● **What is needed**: Return all of the entries exactly as written.

──────────────────────────────

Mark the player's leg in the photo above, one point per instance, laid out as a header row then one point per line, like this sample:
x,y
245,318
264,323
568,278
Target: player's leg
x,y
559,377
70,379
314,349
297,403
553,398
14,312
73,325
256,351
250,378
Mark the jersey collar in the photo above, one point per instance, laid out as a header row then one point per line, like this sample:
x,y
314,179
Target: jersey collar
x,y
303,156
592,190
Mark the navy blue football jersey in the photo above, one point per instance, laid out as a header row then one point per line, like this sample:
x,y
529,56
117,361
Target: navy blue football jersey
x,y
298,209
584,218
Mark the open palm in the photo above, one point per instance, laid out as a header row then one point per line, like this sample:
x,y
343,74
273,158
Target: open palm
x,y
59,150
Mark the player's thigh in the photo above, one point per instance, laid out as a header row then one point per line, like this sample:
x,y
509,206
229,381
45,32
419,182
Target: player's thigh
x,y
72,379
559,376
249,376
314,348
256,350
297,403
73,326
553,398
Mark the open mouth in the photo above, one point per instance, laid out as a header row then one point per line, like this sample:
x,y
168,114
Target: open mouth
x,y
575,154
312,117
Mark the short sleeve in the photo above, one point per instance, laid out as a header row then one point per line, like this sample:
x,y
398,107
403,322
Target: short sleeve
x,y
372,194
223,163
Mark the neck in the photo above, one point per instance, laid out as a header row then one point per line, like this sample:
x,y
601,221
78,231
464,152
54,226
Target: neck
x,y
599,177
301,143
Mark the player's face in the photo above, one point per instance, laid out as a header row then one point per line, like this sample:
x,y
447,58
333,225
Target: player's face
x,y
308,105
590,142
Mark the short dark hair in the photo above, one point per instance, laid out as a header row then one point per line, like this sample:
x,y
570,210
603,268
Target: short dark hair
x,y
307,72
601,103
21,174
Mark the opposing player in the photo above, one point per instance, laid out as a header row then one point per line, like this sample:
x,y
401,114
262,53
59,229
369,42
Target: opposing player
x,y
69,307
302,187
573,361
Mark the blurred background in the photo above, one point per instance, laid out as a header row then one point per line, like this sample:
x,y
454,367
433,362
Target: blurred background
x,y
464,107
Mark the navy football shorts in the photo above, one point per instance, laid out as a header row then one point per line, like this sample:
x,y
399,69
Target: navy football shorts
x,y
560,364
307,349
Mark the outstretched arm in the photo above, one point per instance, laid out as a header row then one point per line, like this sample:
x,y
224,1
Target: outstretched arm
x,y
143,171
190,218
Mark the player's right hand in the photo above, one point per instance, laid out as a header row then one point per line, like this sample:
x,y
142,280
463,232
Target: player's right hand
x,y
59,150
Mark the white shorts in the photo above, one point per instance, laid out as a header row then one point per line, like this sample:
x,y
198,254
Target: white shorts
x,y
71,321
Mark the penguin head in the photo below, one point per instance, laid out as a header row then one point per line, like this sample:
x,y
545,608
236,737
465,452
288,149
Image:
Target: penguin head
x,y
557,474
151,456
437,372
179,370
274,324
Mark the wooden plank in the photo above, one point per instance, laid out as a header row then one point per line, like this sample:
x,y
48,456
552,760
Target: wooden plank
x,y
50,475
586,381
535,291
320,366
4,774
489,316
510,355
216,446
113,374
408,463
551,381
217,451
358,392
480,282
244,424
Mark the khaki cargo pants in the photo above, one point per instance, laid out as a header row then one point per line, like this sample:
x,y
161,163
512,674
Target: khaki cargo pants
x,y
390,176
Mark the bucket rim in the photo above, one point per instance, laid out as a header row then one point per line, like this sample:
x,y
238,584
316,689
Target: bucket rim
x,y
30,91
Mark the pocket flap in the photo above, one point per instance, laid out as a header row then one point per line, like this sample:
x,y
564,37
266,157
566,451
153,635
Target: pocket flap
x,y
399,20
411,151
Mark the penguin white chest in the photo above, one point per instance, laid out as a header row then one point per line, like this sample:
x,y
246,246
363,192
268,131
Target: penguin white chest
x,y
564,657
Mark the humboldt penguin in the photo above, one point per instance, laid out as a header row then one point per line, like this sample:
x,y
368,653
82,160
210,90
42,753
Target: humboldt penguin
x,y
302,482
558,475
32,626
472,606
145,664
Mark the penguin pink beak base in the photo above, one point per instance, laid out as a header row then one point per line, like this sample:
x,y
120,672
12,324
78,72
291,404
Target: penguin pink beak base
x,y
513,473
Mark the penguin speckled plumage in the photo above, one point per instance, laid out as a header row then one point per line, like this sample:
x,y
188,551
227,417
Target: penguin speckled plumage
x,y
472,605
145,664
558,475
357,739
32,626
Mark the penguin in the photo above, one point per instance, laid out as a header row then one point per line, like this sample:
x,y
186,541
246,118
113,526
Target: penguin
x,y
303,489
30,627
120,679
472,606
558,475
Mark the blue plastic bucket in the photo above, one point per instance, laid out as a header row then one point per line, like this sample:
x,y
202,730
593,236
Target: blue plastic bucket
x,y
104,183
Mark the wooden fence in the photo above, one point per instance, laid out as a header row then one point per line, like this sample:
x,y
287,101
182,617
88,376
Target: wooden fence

──────────────────────────────

● **Solution to the problem**:
Mark the player's leg in the photo above, one point per instance, laid out as a header row then one point per line, like this sample:
x,y
245,318
264,323
568,278
Target: player's leg
x,y
559,377
70,379
314,349
297,403
553,398
14,312
73,325
256,351
250,378
Mark the jersey collar in the photo above, one point per instance, laid out as a header row then one point per line, like this sample:
x,y
314,179
Target: jersey collar
x,y
303,156
592,190
Mark the navy blue football jersey in the photo above, one point per instance, laid out as a header row then one point per line, like this sample:
x,y
529,56
117,361
Target: navy blue football jersey
x,y
298,209
584,218
Mark the open palm in the photo above, one point per instance, laid out as a header row then one point per line, like this sample:
x,y
343,74
273,158
Target: open palm
x,y
59,150
Mark the player's thigh in the photo above, one point per instance, laid out as a header row then one point per line, like this sample:
x,y
509,206
229,381
45,32
419,182
Target: player's thigh
x,y
72,379
559,376
249,376
314,348
256,350
297,403
73,326
553,398
Mark the open mouth in the photo above, one point per instance, laid out as a header row then one point per line, like this sample:
x,y
168,114
Target: open mouth
x,y
575,154
312,117
Mark the short sleeve in the photo above, one point per instance, laid out as a header row then one point per line, like this sample:
x,y
398,107
403,322
Target: short sleeve
x,y
372,194
223,163
Mark the neck in the photo above, one point per instance, laid out as a header row then one point per line, like this sample:
x,y
601,221
78,231
464,152
54,226
Target: neck
x,y
599,177
301,143
Mark the player's face in the photo above, one point per instance, laid out as a header row then one point per line, like this sample:
x,y
447,58
333,225
Target: player's face
x,y
308,105
590,142
Mark the short dark hair in the photo above, one point per instance, laid out as a header row then one point per line, like this sample:
x,y
570,210
603,268
Target: short dark hair
x,y
307,72
601,103
21,174
Mark the opposing player in the photo above, one point per instance, laid out as a header row then one point per line, like this sample:
x,y
401,114
262,53
59,229
369,42
Target: opposing player
x,y
69,307
302,187
573,361
Mark the blurred background in the photo above, one point per instance, laid out as a header row then one point per line, like this sample:
x,y
454,367
433,362
Target: blurred background
x,y
464,107
Mark the navy football shorts in the photo above, one point per instance, laid out as a header row then one point per line, like this sample:
x,y
399,69
Target: navy football shorts
x,y
560,364
307,349
Mark the outstretched arm in the photo above, one point per instance, laid out as a header row then one point per line, like this sample:
x,y
224,1
Target: outstretched arm
x,y
143,171
190,218
Mark the player's right hand in the photo above, one point per instance, laid out as a header row then one point per line, like this sample:
x,y
142,280
463,232
Target: player's right hand
x,y
59,150
Mark the white shorts in the photo above, one point per instance, laid out as a header row then one point per line, like this sample:
x,y
198,254
Target: white shorts
x,y
71,321
Mark the penguin head in the photo below, one point per instance, laid out as a header row then one point per line, like this sample:
x,y
545,608
236,737
465,452
288,149
Image:
Target: penguin head
x,y
557,474
151,456
437,372
179,370
274,324
Mark the wooden plank in the photo above, one point per instance, laid out as a header row then one point per line, like this sample:
x,y
48,456
552,760
Target: wooden plank
x,y
50,475
586,381
535,291
320,366
4,774
489,316
510,355
216,446
113,374
408,463
551,381
217,451
358,392
480,282
244,424
Mark the khaki cargo pants in the photo above, one point per instance, laid out as a header row then one point per line, like this sample:
x,y
161,163
512,674
Target: khaki cargo pants
x,y
390,176
Mark the bucket rim in the photo above, one point per instance, laid out as a header row then one point per line, like this sample:
x,y
238,584
316,689
Target: bucket rim
x,y
30,91
Mark the pocket flap in the photo above, one point per instance, laid out as a header row then one point per line, like this sample:
x,y
564,37
266,157
566,451
153,635
Target: pocket flap
x,y
399,20
411,151
Mark the penguin white chest in the photo above, one point per instance, laid out as a header row then one point per line, like this sample:
x,y
246,246
363,192
268,131
Target: penguin white chest
x,y
564,657
Mark the humboldt penguin in the photo above, one point per instance, laid out as a header row then one point per line, like this sample:
x,y
368,653
82,160
210,90
42,753
Target: humboldt penguin
x,y
302,482
558,475
32,626
472,606
145,664
Mark the penguin pink beak base in the photo above, one point per instance, laid out as a header row then one point per line, like this sample:
x,y
120,672
12,324
78,72
291,404
Target: penguin pink beak base
x,y
513,473
Mark the penguin speckled plumage in the photo above, one point per instance, laid out as a header row then one point per line, like this sample:
x,y
188,551
227,417
Target: penguin speckled plumage
x,y
472,605
145,664
558,475
357,739
32,626
Mark the penguin in the photo above, one point per instance, laid out as a header row then one point per line, like this sample:
x,y
186,541
246,118
113,526
Target: penguin
x,y
303,489
30,627
120,679
472,606
558,475
Mark the blue plastic bucket in the photo above, one point per instance, laid out as a header row then one point per line, like this sample:
x,y
202,730
593,236
Target: blue plastic bucket
x,y
104,183
Mark the wooden fence in the photo above, one point per instance, laid out as a header row then one point per line, like this sample:
x,y
287,101
182,617
88,376
Target: wooden fence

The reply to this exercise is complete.